__Verilen Metin__:
§ §
Sosyalist hareketin dünya çapında yaşadığı tüm zaaflara, eksikliklere rağmen, yaşanan sosyalizm yenilgisine rağmen, kadının kurtuluşunun sosyalizmde olduğu, kadının sosyalizm içinde çözülememiş tüm sorunlarınında, sosyalizmin genel sorunlarının bir parçası olduğu gerçeği bize aittir. Nasıl ki, tüm hatalarına, zaaflarına, yaşadığı yenilgiye rağmen hala sosyalizmi savunmaktan vazgeçmediysek, kadının kurtuluşuna ilişkin tüm sorunların cevabını da, yine sosyalizm içinde aramaktan vazgeçmedik, vazgeçmeyeceğiz.
Sosyalizm mücadelemiz sürüyor, kadının kurtuluş mücadelesi de. Ağır aksak da olsa, genel mücadelede yaşadığımız sorunların sancılarını da yaşasa, örgütlenme anlamında henüz bir sürekliliğe ve sistematiğe kavuşturulmamış da olsa, “Devrimde Kadın, Kadında Devrim” şiarı mücadele içindeki kadınlarımızın belleğine kazındı ve bugün dünya çapında kadınlar tüm topluma bunu yayıyor.
Dünyayı değiştirmek için kadının mücadeleye katılması ve ona günümüzde öncülük eder önemli bir dinamik olduğu gerçekliği iyi kavranmalı. Yeni bir dünya kurmak için sadece savaşmak yetmiyor, yeni bir kültür de yaratmak gerekiyor. Yeni bir kültürün yaratılmasında kadına büyük rol düşüyor. Bu misyonunu yerine getirebilmesi için kadının da kendisini değiştirmesi, yetiştirmesi gerekiyor. Sistemin belli kalıplara soktuğu, belli imajlara sığdırdığı kadının her şeyden önce bir kimlik mücadelesi vermesi gerekiyor.
Kadınlar bu kimlik mücadelesini kime karşı verecek?
Kadının kimlik mücadelesi tek cepheli bir mücadele değildir. Kadın kendisine sunulan yaşam tarzını, biçilen rolü reddetmek için her şeyden önce sisteme karşı bir tavır almak zorunda. Bu anlamda, dönen çarkın bir parçası olmayı reddetmeli, her türlü eşitsizliğin temelinde var olan mülkiyet ilişkilerini reddetmeli, ezilen sınıfların toplumsal kurtuluş mücadelesinden yana tavır belirlemelidir.
§ §
__Kayıtlı Veriler__:
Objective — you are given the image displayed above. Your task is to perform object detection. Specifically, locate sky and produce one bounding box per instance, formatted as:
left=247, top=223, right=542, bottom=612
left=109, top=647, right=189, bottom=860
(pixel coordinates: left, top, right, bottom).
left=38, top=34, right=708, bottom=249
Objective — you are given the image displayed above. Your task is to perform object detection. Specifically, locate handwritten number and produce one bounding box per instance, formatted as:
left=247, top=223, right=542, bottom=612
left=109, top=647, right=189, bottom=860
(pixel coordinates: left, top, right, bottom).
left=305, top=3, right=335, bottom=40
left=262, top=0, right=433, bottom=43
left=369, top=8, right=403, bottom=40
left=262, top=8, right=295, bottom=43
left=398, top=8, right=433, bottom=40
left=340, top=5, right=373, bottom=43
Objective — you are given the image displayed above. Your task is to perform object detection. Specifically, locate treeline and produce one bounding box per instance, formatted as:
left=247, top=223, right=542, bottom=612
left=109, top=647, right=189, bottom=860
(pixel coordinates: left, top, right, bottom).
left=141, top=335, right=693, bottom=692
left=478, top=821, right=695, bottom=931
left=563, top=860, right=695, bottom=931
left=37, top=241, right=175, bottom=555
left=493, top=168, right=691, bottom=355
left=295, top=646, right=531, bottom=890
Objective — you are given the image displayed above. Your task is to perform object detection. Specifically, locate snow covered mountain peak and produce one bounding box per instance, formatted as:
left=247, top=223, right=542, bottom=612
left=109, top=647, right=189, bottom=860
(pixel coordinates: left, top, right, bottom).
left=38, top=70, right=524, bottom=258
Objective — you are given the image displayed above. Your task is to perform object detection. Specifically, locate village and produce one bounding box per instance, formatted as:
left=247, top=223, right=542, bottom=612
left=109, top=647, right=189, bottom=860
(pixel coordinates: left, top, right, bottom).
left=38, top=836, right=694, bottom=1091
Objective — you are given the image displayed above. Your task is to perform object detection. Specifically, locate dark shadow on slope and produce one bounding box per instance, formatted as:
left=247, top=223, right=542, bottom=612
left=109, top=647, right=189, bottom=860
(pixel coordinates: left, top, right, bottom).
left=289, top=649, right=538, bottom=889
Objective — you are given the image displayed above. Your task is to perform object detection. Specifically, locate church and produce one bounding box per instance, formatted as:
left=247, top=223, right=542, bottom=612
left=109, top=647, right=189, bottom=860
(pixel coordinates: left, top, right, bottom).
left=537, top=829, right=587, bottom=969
§ §
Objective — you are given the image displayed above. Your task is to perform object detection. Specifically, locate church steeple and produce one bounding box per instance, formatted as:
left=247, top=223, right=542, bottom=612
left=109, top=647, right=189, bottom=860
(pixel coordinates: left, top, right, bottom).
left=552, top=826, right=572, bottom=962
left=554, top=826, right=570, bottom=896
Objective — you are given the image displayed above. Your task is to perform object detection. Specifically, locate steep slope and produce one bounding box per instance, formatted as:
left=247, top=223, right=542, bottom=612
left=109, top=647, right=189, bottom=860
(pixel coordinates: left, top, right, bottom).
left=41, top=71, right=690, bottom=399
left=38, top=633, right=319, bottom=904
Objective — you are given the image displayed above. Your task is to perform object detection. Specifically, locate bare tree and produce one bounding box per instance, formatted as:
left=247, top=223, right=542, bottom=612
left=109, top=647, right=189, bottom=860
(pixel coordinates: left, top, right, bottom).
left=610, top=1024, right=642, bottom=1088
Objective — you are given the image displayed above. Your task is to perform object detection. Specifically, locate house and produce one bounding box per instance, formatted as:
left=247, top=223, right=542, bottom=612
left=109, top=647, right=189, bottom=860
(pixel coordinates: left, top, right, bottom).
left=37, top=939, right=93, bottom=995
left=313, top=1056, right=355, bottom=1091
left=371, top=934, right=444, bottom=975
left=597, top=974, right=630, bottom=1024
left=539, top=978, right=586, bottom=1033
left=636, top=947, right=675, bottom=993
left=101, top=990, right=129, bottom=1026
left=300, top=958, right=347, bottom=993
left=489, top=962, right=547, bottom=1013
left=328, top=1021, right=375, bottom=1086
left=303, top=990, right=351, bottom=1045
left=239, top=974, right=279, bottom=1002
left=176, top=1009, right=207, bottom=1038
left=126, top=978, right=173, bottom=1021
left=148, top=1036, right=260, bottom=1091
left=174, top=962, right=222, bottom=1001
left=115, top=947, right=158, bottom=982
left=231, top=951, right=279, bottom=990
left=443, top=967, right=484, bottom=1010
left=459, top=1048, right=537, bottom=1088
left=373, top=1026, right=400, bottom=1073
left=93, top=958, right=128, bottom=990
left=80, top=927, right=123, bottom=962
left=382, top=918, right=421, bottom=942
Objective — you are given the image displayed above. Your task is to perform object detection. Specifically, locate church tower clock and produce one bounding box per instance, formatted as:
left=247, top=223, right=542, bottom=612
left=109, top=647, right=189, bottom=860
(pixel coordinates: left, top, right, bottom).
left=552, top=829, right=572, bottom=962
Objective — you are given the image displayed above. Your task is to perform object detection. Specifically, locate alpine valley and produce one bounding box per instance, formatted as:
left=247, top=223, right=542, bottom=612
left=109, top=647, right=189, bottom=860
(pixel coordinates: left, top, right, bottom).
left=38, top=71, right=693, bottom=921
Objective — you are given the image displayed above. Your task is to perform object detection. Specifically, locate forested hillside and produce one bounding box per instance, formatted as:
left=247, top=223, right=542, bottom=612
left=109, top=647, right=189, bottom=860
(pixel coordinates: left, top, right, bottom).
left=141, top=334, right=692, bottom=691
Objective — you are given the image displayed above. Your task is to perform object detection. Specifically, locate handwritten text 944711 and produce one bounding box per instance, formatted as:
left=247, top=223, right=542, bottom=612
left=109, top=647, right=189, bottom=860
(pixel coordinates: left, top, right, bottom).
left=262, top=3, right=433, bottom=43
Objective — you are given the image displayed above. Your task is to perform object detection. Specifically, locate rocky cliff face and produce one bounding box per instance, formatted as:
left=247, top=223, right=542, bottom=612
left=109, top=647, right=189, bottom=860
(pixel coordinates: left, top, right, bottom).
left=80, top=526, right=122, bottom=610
§ §
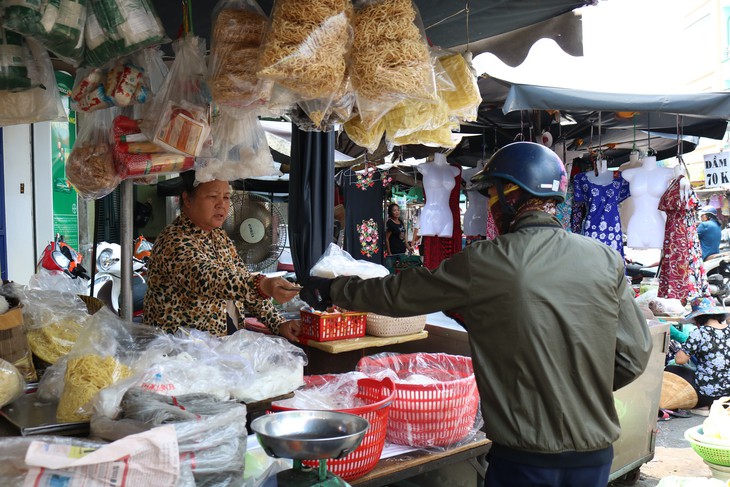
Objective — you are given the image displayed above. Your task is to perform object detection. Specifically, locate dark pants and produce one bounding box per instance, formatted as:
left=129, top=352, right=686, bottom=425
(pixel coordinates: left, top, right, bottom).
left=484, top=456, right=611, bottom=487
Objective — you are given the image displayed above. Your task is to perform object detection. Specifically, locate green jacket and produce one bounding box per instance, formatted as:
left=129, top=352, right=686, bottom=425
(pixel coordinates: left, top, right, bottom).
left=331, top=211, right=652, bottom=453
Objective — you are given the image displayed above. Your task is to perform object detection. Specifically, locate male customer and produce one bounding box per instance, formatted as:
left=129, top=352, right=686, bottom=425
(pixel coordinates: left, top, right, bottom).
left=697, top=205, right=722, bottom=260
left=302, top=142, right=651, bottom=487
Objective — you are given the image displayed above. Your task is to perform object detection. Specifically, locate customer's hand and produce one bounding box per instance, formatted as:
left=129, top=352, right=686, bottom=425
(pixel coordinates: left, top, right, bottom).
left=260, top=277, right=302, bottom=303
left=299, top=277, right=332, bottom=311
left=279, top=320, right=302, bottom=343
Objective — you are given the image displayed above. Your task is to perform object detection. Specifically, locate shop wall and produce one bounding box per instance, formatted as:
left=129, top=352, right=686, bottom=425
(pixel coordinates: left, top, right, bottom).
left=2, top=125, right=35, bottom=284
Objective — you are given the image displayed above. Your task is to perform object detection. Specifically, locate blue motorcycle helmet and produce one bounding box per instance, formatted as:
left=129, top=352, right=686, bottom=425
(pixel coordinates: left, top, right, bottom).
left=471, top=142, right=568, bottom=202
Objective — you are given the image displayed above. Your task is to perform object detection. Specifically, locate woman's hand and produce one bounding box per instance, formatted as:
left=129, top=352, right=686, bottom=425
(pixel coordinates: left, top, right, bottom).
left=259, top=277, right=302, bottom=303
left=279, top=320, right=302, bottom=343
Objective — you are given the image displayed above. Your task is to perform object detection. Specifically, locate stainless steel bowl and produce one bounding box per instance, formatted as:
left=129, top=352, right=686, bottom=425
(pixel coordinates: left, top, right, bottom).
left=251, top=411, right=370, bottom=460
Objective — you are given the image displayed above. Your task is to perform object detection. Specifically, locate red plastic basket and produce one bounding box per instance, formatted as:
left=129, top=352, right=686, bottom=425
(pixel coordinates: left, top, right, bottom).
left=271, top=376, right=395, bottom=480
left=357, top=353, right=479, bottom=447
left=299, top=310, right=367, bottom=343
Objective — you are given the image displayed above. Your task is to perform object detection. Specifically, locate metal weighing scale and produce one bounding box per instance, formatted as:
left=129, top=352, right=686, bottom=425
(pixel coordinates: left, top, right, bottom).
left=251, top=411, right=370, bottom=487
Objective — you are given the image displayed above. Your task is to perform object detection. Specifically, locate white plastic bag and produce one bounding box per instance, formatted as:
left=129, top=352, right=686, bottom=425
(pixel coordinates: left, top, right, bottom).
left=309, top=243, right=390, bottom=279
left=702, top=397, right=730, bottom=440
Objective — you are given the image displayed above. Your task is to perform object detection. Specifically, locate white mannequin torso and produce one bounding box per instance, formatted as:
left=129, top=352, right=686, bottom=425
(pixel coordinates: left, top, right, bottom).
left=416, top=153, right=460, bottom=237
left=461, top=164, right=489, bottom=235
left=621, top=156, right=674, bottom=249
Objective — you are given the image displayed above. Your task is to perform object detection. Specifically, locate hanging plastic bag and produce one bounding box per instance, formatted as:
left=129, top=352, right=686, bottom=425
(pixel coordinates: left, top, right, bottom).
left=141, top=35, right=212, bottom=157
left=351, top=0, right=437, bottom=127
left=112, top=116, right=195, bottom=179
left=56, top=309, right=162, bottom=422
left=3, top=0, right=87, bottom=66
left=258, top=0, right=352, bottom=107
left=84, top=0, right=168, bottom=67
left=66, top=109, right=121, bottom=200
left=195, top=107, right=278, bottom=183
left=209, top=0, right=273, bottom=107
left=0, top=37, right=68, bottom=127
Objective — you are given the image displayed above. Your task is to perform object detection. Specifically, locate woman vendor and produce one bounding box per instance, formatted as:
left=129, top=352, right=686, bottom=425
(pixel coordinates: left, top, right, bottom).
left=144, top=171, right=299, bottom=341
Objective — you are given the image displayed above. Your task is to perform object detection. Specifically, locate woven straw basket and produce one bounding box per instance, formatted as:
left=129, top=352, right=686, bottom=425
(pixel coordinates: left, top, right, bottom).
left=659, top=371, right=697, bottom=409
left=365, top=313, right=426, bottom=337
§ §
__Görev Listesi__:
A: Kadının kurtuluşuna dair metinde "Dünyayı değiştirmek için" sözlerinden başlayıp "mücadelesi vermesi gerekiyor." sözlerine kadar uzanan bölümün tamamını, hiçbir değişiklik yapmadan çıkarın.
B: Kadının kurtuluşuna dair metinde "Dünyayı değiştirmek için" diye başlayan paragrafı, temel bilgilerini koruyarak madde listesine dönüştürün.
C: Kadının kurtuluşuna dair metni kaldığı yerden devam ettirin.

__Yanıtlar__:
A:
Dünyayı değiştirmek için kadının mücadeleye katılması ve ona günümüzde öncülük eder önemli bir dinamik olduğu gerçekliği iyi kavranmalı. Yeni bir dünya kurmak için sadece savaşmak yetmiyor, yeni bir kültür de yaratmak gerekiyor. Yeni bir kültürün yaratılmasında kadına büyük rol düşüyor. Bu misyonunu yerine getirebilmesi için kadının da kendisini değiştirmesi, yetiştirmesi gerekiyor. Sistemin belli kalıplara soktuğu, belli imajlara sığdırdığı kadının her şeyden önce bir kimlik mücadelesi vermesi gerekiyor.

B:
- Kadının mücadeleye katılması ve bugün ona öncülük eden önemli bir dinamik olması iyi kavranmalıdır.
- Yeni bir dünya kurmak için yalnızca savaşmak yetmez, yeni bir kültür de yaratmak gerekir.
- Yeni bir kültürün yaratılmasında kadına büyük rol düşer.
- Kadının bu misyonu yerine getirebilmesi için kendisini değiştirmesi ve yetiştirmesi gerekir.
- Sistemin belli kalıplara soktuğu ve belli imajlara sığdırdığı kadın, her şeyden önce bir kimlik mücadelesi vermelidir.

C:
Ezen-ezilen, yöneten-yönetilen ayrımına dayalı binlerce yıllık erkek egemen faşist zihniyetin maddi yaşam kültürünün bilinçlerde yarattığı tahribat nedeniyle, kadının kimlik mücadelesi sadece kapitalist sistemle sınırlı değildir. Kadının kimlik mücadelesi saflarında yer aldığı toplumsal kurtuluş mücadelesi içinde de sürmek zorundadır. Kadınlar, 70 yıllık yaşanan reel sosyalizm deneyiminin hatalarından, zaaflarından arındırılmasında, daha mükemmel bir sosyalizm ve sosyalist toplum projesinin yaratılmasında geçmiştekinden daha aktif bir role aday olmalıdır.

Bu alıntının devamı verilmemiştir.